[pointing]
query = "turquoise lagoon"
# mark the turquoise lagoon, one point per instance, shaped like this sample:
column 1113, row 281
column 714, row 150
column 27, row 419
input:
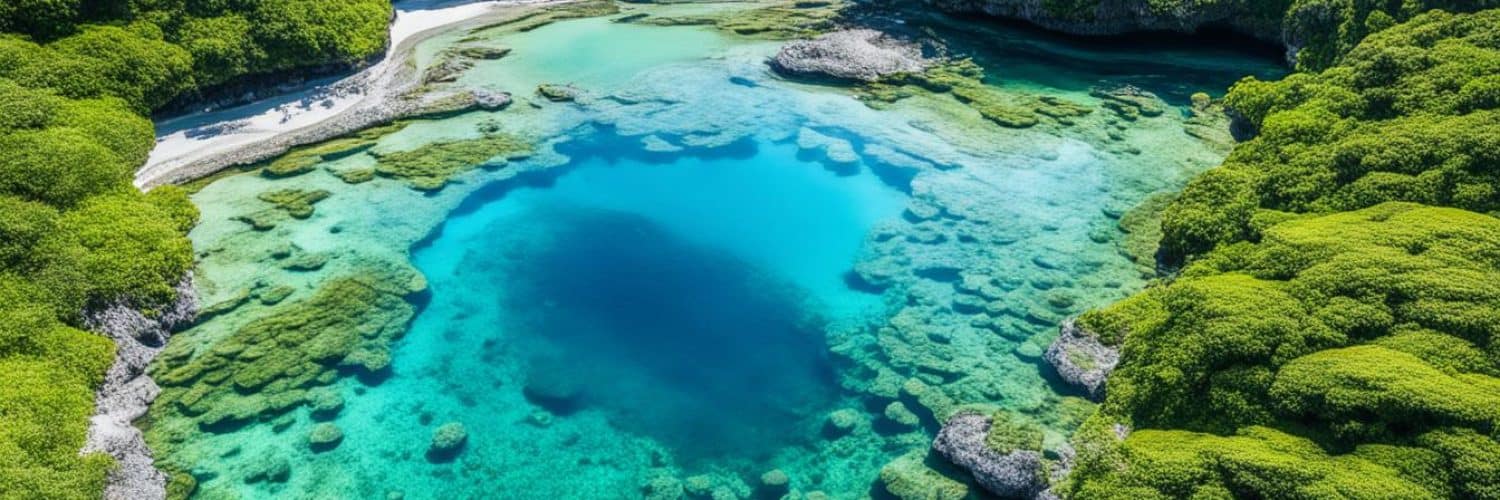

....

DIRECTIVE: Rewrite every item with "turquoise lagoon" swapped for "sandy cove" and nothing else changed. Leave the pictures out.

ANSWER TO THIS PROBLEM:
[pointing]
query = "sandy cove"
# mark the sandy cove, one point per instance, shaped like this sample:
column 1113, row 281
column 714, row 150
column 27, row 419
input:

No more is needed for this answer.